### Problem to solve
Copy out the entries below, changing every "Target" to "Object" and keeping everything else the same.

### Dataset entries about object locations

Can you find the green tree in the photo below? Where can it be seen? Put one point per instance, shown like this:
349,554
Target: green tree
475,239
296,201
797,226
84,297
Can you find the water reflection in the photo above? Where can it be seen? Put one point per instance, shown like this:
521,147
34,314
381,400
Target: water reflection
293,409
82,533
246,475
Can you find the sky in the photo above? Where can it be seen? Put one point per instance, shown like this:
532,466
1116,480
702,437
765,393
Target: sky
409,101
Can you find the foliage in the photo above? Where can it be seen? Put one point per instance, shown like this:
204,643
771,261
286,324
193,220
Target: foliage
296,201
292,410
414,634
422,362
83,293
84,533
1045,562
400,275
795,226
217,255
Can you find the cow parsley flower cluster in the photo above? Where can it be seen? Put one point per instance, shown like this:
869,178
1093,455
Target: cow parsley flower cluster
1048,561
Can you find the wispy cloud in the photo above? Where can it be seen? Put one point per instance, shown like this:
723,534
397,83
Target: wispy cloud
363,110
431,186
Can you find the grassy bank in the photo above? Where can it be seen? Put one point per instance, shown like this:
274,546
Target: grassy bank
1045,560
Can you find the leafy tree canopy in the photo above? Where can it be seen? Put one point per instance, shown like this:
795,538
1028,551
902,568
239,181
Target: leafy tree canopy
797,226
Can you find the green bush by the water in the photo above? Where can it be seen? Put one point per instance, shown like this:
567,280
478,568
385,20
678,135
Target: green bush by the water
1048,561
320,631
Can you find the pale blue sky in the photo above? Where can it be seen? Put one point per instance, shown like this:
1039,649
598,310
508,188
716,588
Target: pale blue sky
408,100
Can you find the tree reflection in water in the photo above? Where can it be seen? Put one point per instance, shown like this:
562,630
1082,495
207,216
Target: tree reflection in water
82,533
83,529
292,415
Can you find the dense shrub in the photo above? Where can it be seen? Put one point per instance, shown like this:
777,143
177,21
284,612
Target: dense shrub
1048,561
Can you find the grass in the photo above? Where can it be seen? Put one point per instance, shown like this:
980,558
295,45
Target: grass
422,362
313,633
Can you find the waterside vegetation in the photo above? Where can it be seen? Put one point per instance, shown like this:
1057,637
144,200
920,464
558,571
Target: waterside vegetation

### The reply
Can you find the green tree in the photo below? Where can it be seen? Put one point per instance, shown like this:
349,554
Object: green tree
475,239
296,201
797,226
84,297
Can you find the water reflection in the photo above? Where can it be seen? Put one point per instance, shown like this:
521,147
34,314
381,400
Object: water reflection
293,409
82,533
246,475
Can you find the sky in the photo above? Where can it be seen? Put one point per instance, shown like this:
532,466
1116,480
702,437
765,393
Object: sky
409,101
Can you find the foliage in the photo above? Where can it be seen? Put one point per instance, shown like this:
204,643
771,261
286,324
193,220
Object: foliage
296,201
292,410
414,634
422,362
83,293
84,533
1045,562
400,275
795,226
217,255
Can you find the cow parsley flower cluster in the photo above? Where can it be seen? Put one point per instance, shown like this:
869,178
1093,455
Object: cow parsley flower cluster
1048,561
Can you find the wispy cloud in the photo above? Where can it be seen? Put one point per instance, shown like this:
723,534
397,83
Object: wispy cloud
363,110
431,186
Can you find the grassy bank in the photo above? Where can it be seen? Put one point per instance, shown like this:
274,546
Object: grassy bank
1045,560
Can you find the leafy tree canopy in the photo above? Where can it be seen? Put one point per instance, shown like this:
795,538
1028,551
902,568
239,181
Object: leafy tree canopy
797,226
Can you find the green bush by the water in the photo above? Where can it be seen? Put one point per instance, shown like this:
567,280
478,568
385,20
678,135
Object: green bush by the water
1048,561
320,631
Can you find the pale blue sky in the photo above? Where can it be seen? Put one point per instance, shown like this:
1039,649
598,310
508,188
716,588
Object: pale blue sky
408,100
Can you find the tree reflection in water in the photo above? Where can it be seen? Put one point per instance, shown like this:
562,630
1082,495
207,216
Object: tree reflection in water
82,533
83,529
292,415
Can you find the dense shrub in the photo above? Where can it be seen? Put one point per instance, shown like this:
777,143
177,21
284,612
Object: dense shrub
1048,561
Can you find the grass in the photo above? Where can it be seen? Put one point per instance, shown like this:
980,558
295,45
Object: grass
422,362
313,633
Can you find the waterside vegetation in the photo above? Where can it be seen? Put one point per instance, shown like this:
1057,637
144,200
920,464
558,571
Object: waterside vegetation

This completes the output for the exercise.